**EXERCISE OBJECTIVE**
Each line holding the word "negative" must appear in the answer, copied from the entries.

**TASK INPUTS**
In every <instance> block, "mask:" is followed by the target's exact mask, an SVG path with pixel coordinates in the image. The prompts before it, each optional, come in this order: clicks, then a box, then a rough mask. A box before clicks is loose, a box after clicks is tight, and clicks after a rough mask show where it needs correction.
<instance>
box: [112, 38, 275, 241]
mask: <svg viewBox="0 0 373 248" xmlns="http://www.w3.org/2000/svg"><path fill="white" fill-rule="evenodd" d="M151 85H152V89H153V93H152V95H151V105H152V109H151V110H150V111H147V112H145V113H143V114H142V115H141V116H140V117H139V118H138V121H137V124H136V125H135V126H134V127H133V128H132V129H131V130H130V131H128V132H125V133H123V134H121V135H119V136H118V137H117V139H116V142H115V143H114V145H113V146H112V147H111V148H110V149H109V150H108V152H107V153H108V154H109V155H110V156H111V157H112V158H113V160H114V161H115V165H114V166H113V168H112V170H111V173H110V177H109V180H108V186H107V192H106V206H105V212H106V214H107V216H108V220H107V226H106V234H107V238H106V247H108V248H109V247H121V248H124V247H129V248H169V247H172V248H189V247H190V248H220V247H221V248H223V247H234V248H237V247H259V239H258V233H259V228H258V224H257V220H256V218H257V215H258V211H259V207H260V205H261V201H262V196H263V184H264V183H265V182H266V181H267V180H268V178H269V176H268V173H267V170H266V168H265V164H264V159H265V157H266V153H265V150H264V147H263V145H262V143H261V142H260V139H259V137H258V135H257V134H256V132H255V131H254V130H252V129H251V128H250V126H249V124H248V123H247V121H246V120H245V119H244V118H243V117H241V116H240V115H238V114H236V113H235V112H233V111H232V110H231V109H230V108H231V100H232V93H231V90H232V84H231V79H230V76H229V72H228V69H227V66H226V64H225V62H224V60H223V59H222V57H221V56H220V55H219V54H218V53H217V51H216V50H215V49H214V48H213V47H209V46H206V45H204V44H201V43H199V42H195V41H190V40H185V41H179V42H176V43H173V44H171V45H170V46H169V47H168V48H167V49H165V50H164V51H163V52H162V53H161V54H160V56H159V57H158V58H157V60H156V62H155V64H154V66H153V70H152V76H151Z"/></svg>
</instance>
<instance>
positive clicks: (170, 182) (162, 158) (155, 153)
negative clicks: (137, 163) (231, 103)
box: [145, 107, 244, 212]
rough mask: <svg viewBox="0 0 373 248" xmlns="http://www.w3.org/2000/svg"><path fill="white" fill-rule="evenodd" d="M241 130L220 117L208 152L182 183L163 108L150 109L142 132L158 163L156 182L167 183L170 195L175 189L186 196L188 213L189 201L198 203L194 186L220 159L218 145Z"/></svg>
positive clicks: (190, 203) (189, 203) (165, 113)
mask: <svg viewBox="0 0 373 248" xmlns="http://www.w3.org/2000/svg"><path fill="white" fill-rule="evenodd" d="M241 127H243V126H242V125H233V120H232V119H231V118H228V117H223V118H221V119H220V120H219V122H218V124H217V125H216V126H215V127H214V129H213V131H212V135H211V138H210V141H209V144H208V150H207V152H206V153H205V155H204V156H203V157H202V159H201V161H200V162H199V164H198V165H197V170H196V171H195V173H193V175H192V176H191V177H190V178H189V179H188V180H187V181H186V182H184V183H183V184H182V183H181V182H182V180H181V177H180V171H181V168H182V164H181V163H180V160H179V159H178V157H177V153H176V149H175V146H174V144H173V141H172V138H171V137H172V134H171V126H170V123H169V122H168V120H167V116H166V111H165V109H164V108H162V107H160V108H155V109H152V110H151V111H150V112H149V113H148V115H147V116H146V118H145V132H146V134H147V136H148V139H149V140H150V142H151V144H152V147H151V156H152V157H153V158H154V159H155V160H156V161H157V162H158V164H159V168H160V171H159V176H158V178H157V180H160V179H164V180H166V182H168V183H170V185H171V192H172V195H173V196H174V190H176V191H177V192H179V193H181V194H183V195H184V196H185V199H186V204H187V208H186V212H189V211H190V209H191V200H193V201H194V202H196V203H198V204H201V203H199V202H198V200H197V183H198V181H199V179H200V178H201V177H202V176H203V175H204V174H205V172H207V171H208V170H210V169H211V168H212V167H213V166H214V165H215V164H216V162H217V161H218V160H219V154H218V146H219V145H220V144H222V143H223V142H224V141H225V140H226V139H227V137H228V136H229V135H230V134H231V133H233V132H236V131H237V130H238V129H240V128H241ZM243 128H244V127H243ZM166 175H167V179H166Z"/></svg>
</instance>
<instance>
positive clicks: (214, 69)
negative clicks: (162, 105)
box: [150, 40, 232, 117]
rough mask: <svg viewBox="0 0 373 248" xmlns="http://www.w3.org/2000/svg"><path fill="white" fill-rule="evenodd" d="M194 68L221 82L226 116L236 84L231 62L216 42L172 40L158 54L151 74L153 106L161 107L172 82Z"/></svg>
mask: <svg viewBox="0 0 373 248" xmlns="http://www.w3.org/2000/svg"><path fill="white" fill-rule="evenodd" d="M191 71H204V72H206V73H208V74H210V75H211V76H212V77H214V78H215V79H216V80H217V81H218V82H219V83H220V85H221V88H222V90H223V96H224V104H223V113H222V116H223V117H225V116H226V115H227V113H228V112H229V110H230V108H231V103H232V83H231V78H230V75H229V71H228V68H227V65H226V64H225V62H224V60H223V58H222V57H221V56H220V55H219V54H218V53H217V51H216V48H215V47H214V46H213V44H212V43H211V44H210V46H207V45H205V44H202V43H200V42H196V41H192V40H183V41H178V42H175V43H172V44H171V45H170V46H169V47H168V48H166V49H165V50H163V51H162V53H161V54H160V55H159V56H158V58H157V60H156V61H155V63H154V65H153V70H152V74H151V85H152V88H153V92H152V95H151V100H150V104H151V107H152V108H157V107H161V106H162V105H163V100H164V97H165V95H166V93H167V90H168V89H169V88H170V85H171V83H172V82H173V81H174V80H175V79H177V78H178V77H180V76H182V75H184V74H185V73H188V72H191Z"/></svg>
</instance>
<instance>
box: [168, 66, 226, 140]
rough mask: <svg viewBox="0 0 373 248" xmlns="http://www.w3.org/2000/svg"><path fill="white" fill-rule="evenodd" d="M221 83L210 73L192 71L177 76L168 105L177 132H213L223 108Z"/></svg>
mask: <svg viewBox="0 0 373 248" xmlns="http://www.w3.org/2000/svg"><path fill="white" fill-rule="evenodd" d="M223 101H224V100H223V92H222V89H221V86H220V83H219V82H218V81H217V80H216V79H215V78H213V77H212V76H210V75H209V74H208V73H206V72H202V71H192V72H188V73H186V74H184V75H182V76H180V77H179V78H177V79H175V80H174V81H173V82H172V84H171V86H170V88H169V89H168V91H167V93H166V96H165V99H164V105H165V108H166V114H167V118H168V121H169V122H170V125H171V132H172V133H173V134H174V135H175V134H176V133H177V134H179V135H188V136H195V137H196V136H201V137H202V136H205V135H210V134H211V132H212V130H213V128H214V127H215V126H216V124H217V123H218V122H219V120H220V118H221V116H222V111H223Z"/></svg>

**RESULT OF THE EXERCISE**
negative clicks: (137, 163) (231, 103)
negative clicks: (162, 105)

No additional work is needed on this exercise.